Task directions: Below are the entries; transcribe them exactly and drop every picture.

Records for processing:
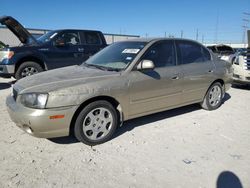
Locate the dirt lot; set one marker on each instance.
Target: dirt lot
(185, 147)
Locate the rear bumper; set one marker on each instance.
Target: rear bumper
(37, 122)
(7, 71)
(243, 78)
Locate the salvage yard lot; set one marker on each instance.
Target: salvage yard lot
(185, 147)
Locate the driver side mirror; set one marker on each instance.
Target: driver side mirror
(60, 42)
(145, 65)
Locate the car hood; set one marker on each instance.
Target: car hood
(22, 34)
(59, 81)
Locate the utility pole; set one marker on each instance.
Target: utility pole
(245, 26)
(202, 39)
(197, 34)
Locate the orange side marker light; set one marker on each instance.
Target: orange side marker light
(57, 117)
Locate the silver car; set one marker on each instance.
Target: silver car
(123, 81)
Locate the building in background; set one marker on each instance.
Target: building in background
(7, 37)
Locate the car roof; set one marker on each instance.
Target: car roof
(147, 40)
(84, 30)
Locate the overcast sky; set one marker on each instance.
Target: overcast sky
(211, 20)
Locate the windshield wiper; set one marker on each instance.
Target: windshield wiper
(101, 67)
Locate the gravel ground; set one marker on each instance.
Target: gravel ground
(185, 147)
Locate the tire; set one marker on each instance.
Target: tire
(27, 69)
(213, 97)
(96, 123)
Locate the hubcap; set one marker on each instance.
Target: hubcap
(28, 71)
(97, 123)
(214, 95)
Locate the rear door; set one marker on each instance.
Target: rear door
(92, 43)
(197, 67)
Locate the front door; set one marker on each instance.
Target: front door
(158, 89)
(66, 55)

Task response:
Locate the dirt lot; set one marker on each instance.
Target: dirt lot
(185, 147)
Locate the rear bumper; set one marker on each instance.
Target: rear bumper
(37, 122)
(7, 71)
(243, 78)
Locate the salvage yard lot; set one marker on each instance.
Target: salvage yard lot
(185, 147)
Locate the driver side mirror; set one marker on each instance.
Target: driver side mirror
(60, 42)
(145, 65)
Locate the car hood; set one marker on each instance.
Target: car hood
(22, 34)
(59, 81)
Locate the utility pole; set one marker on each instance.
Target: utility pole
(245, 26)
(202, 39)
(197, 34)
Locate the orange side marker light; set one marker on each instance.
Target: orange side marker light
(57, 117)
Locate the silver car; set one marker on each instance.
Target: silver car
(123, 81)
Locate the building in background; set one marker on each instance.
Target: building in background
(7, 37)
Locate the car roof; set one marker on each instance.
Target: car roof
(147, 40)
(84, 30)
Locate the overcast sky; set one marker on each instance.
Target: overcast sky
(211, 20)
Locate the windshield wiper; set one marker on each instance.
Target: windshield wiper
(101, 67)
Locate the gravel ground; set one marker on each instance.
Target: gravel ground
(185, 147)
Locate the tire; set one marker on each instance.
Target: tire
(27, 69)
(213, 97)
(96, 123)
Locate the hubcap; set one marker on each instance.
Target: hubcap
(28, 71)
(97, 123)
(214, 95)
Locate the rear door; set one marker on each instance.
Target: rear door
(92, 43)
(197, 67)
Locate the front door; set one marker on each instance.
Target: front door
(158, 89)
(66, 55)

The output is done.